* TASK TO CARRY OUT
A stretch of the entries below is to be set down exactly, running from the line with "TARGET: countertop edge" through the line with "TARGET: overhead cabinet", both included, and no other line.

(Beginning of SUPPLIED DATA)

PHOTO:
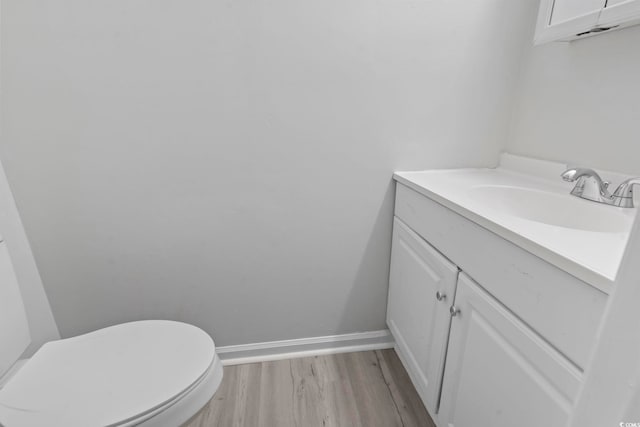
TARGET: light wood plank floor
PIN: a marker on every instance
(368, 389)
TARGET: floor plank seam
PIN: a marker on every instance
(386, 382)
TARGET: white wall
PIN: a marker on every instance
(228, 163)
(41, 323)
(580, 102)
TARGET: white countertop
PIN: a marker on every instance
(592, 256)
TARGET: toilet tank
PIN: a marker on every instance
(14, 327)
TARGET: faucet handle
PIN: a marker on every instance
(623, 196)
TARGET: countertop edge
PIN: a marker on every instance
(590, 277)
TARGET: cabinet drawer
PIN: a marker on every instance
(561, 308)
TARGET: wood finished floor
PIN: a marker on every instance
(368, 389)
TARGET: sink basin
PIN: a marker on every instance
(553, 209)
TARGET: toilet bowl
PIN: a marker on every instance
(152, 373)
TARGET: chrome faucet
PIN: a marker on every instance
(591, 187)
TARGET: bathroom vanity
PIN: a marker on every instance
(498, 283)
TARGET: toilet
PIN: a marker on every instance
(152, 373)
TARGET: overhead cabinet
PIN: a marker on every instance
(566, 20)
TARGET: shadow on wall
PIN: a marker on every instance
(370, 286)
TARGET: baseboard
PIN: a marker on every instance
(305, 347)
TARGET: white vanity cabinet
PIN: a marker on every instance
(512, 335)
(421, 288)
(565, 20)
(499, 373)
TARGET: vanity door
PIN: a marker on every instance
(421, 288)
(500, 373)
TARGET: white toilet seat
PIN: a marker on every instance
(124, 375)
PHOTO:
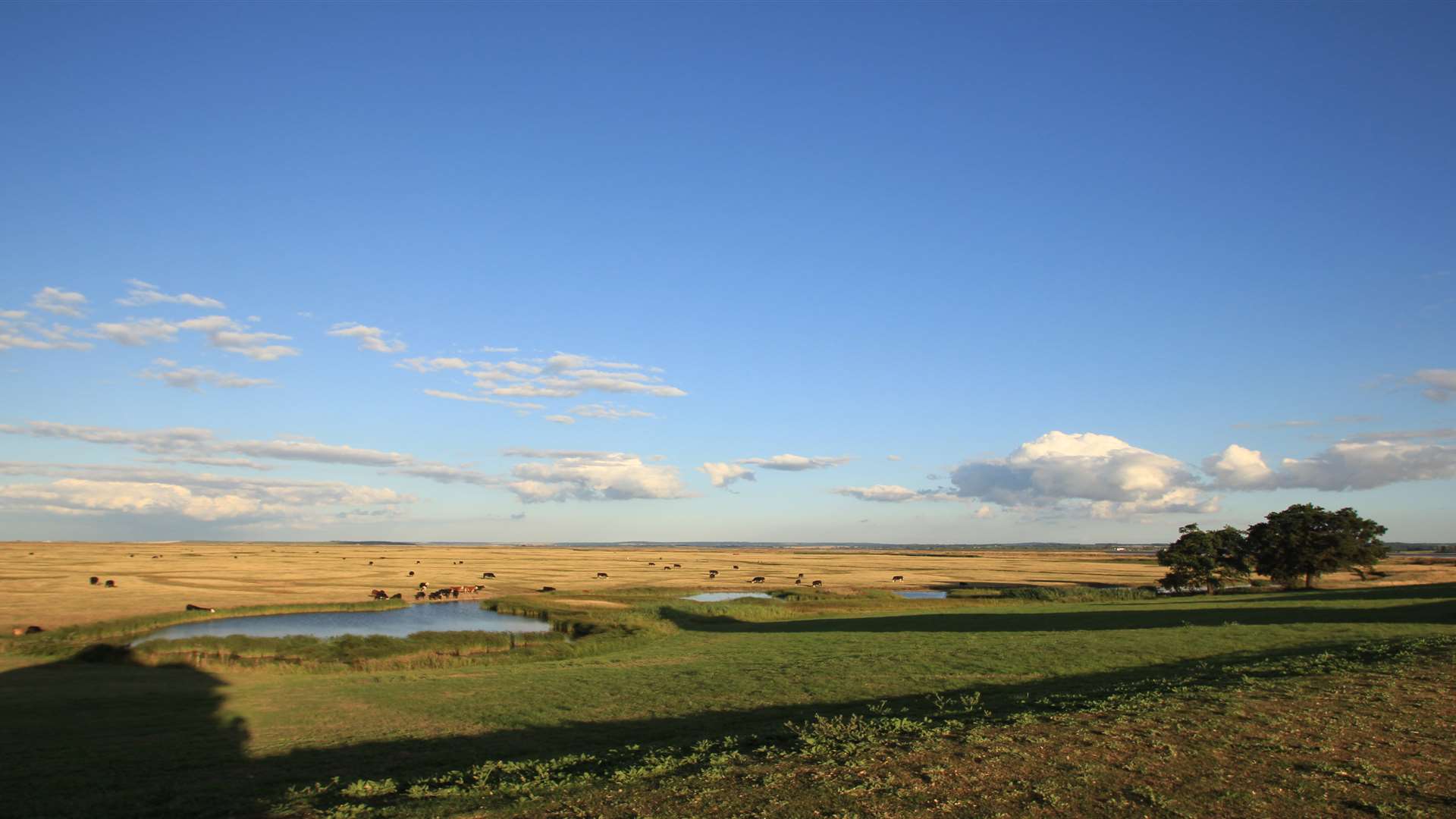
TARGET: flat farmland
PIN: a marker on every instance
(47, 583)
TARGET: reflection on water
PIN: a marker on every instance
(721, 596)
(394, 623)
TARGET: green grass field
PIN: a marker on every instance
(666, 692)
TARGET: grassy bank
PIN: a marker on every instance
(666, 678)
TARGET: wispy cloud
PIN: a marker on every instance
(143, 295)
(369, 338)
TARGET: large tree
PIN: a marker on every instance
(1209, 560)
(1307, 541)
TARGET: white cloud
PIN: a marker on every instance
(1346, 465)
(612, 475)
(433, 365)
(370, 338)
(1439, 384)
(1095, 474)
(60, 302)
(482, 400)
(609, 411)
(85, 490)
(17, 333)
(883, 493)
(723, 474)
(234, 337)
(797, 463)
(143, 293)
(137, 333)
(194, 378)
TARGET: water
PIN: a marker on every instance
(394, 623)
(721, 596)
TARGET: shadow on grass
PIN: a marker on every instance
(114, 738)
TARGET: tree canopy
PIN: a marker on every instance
(1307, 541)
(1204, 560)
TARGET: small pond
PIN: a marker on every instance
(392, 623)
(721, 596)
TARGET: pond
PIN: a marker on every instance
(721, 596)
(392, 623)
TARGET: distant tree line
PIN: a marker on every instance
(1292, 548)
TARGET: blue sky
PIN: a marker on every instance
(902, 273)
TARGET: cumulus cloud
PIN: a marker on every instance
(610, 475)
(58, 302)
(19, 333)
(881, 493)
(234, 337)
(482, 400)
(795, 463)
(369, 338)
(137, 333)
(1346, 465)
(1100, 475)
(143, 293)
(723, 474)
(1439, 384)
(194, 378)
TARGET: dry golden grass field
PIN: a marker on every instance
(47, 583)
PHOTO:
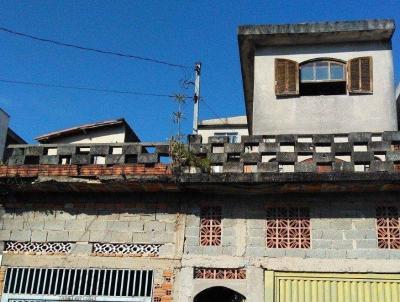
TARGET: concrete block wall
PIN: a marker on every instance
(231, 227)
(84, 220)
(343, 226)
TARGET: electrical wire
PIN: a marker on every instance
(106, 52)
(46, 85)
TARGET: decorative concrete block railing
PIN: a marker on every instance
(353, 152)
(87, 154)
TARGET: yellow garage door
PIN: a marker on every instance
(326, 287)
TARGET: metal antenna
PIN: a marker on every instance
(196, 97)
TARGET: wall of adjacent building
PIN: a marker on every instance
(207, 132)
(324, 114)
(102, 135)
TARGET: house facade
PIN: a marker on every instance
(234, 127)
(278, 216)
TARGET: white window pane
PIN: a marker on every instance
(337, 71)
(321, 71)
(307, 73)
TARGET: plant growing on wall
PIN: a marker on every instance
(180, 153)
(183, 157)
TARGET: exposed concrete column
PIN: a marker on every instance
(184, 285)
(255, 284)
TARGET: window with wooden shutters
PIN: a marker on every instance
(286, 77)
(360, 75)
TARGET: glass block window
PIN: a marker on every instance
(288, 228)
(388, 227)
(210, 226)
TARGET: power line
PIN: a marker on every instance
(106, 52)
(45, 85)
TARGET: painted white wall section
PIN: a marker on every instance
(206, 133)
(327, 113)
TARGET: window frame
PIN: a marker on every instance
(329, 61)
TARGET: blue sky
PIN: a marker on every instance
(181, 32)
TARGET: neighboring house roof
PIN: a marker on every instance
(87, 127)
(14, 138)
(225, 122)
(252, 36)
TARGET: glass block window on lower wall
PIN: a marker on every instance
(288, 228)
(388, 227)
(37, 248)
(210, 226)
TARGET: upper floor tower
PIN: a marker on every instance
(318, 77)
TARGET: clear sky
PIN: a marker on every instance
(180, 32)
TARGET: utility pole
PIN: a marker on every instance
(196, 96)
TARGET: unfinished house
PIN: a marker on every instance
(305, 208)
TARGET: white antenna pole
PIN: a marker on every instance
(196, 97)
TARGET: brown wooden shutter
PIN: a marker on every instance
(286, 77)
(360, 75)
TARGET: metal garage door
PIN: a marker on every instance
(24, 284)
(326, 287)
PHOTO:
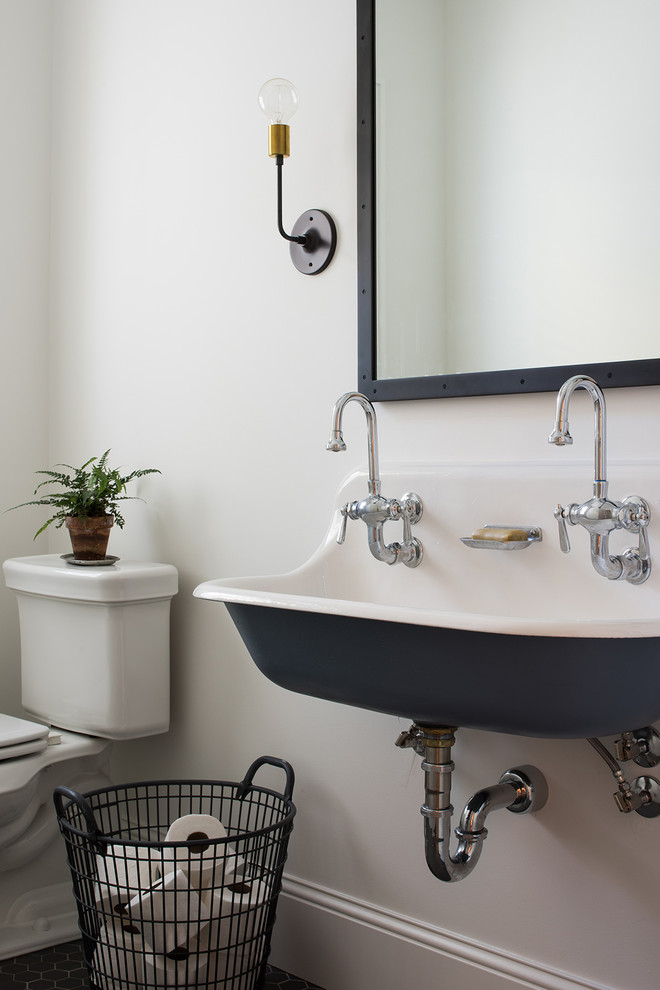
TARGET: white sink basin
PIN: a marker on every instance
(533, 642)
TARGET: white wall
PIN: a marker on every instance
(25, 63)
(183, 338)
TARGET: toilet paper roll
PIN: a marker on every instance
(121, 874)
(235, 914)
(169, 914)
(186, 969)
(118, 959)
(206, 859)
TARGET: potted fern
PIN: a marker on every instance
(86, 502)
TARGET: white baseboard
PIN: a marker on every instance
(342, 943)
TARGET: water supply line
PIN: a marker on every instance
(519, 790)
(643, 793)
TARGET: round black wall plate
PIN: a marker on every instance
(320, 232)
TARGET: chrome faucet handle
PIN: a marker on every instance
(564, 542)
(347, 511)
(341, 535)
(411, 509)
(634, 516)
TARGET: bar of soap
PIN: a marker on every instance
(500, 535)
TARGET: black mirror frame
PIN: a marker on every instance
(622, 374)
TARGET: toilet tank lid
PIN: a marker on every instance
(123, 581)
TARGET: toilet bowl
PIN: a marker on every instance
(94, 668)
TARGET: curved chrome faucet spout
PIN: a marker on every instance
(375, 509)
(336, 441)
(519, 790)
(561, 436)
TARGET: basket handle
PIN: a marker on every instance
(272, 761)
(73, 797)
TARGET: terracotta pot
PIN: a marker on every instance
(89, 535)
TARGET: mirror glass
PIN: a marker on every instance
(513, 179)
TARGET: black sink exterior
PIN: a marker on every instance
(544, 686)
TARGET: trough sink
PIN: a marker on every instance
(531, 643)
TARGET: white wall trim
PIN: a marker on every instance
(503, 966)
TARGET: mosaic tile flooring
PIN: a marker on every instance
(62, 968)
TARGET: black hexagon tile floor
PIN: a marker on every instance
(62, 968)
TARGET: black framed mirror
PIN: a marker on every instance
(577, 224)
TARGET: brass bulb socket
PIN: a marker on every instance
(278, 140)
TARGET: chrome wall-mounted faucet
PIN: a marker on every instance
(599, 515)
(375, 510)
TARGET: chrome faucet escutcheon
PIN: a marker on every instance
(600, 515)
(375, 510)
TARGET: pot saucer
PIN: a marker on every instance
(103, 562)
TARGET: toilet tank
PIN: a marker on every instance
(95, 644)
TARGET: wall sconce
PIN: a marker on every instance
(313, 238)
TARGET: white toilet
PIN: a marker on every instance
(95, 655)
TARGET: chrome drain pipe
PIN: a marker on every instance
(519, 789)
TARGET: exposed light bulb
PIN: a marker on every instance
(278, 98)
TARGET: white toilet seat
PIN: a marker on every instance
(18, 737)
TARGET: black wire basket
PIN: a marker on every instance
(176, 882)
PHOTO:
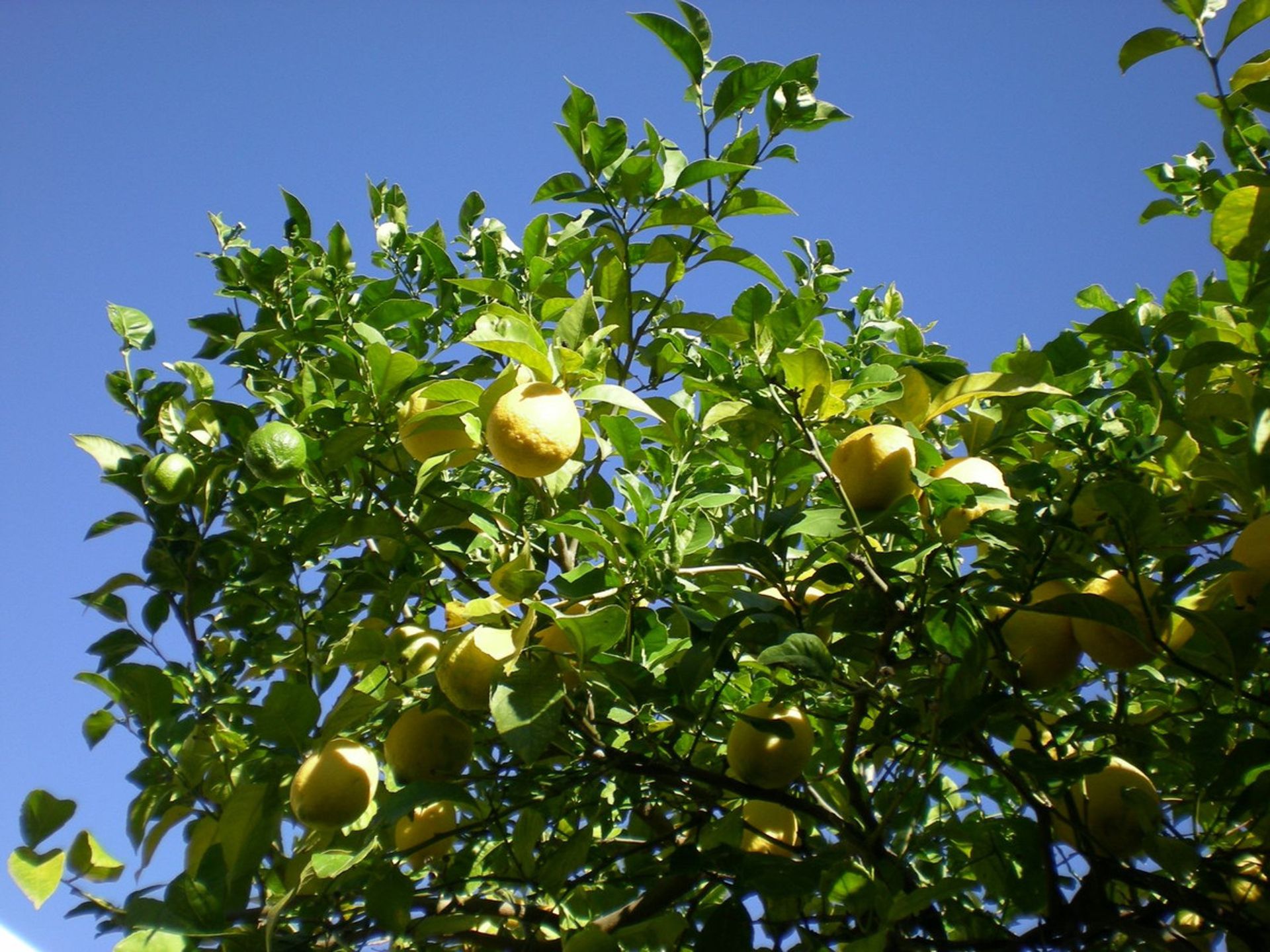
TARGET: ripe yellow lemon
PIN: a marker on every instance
(824, 630)
(422, 826)
(334, 786)
(1253, 550)
(912, 405)
(1043, 644)
(276, 451)
(427, 746)
(168, 477)
(874, 465)
(1113, 647)
(432, 436)
(767, 758)
(469, 663)
(534, 429)
(969, 469)
(778, 822)
(1118, 807)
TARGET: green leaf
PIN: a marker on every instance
(132, 327)
(980, 386)
(527, 705)
(1246, 16)
(618, 397)
(389, 368)
(800, 651)
(679, 40)
(153, 941)
(89, 858)
(37, 873)
(743, 88)
(288, 714)
(751, 201)
(1150, 42)
(42, 815)
(746, 259)
(1241, 223)
(110, 455)
(701, 169)
(512, 335)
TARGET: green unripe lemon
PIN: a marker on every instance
(168, 477)
(276, 451)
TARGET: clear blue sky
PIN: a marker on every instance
(992, 171)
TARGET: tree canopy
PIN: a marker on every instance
(814, 639)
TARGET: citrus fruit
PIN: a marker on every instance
(770, 758)
(534, 429)
(334, 786)
(1253, 550)
(168, 477)
(419, 828)
(873, 465)
(911, 407)
(969, 469)
(276, 451)
(1113, 647)
(432, 436)
(1118, 807)
(778, 822)
(427, 746)
(1043, 644)
(468, 664)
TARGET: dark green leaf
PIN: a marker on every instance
(1150, 42)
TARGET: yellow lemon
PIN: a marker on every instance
(432, 436)
(534, 429)
(1118, 807)
(1043, 644)
(1253, 550)
(469, 663)
(334, 786)
(767, 758)
(778, 822)
(427, 746)
(874, 465)
(422, 826)
(969, 469)
(1109, 645)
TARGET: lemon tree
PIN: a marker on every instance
(529, 598)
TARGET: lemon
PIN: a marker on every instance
(276, 451)
(824, 630)
(1118, 807)
(422, 826)
(969, 469)
(334, 786)
(534, 429)
(427, 746)
(912, 405)
(778, 822)
(1107, 644)
(168, 477)
(432, 436)
(1043, 644)
(766, 758)
(469, 663)
(873, 465)
(1253, 550)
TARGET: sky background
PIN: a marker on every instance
(992, 171)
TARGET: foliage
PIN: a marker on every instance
(261, 623)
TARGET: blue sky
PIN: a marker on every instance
(992, 171)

(End of SUPPLIED DATA)

* RESULT OF THIS EXERCISE
TARGET: countertop edge
PIN: a marker on every instance
(590, 277)
TARGET: cabinet drawer
PIN: a marker on every instance
(561, 308)
TARGET: wood finished floor
PIN: a marker on every instance
(368, 389)
TARGET: sink basin
PIN: a marker on every instance
(553, 209)
TARGET: toilet bowl
PIN: a marker on every instance
(152, 373)
TARGET: chrome faucet
PIN: a marker on every instance
(591, 187)
TARGET: bathroom vanity
PIN: a marker on every instance
(498, 283)
TARGET: toilet
PIN: a marker on every instance
(152, 373)
TARGET: overhead cabinet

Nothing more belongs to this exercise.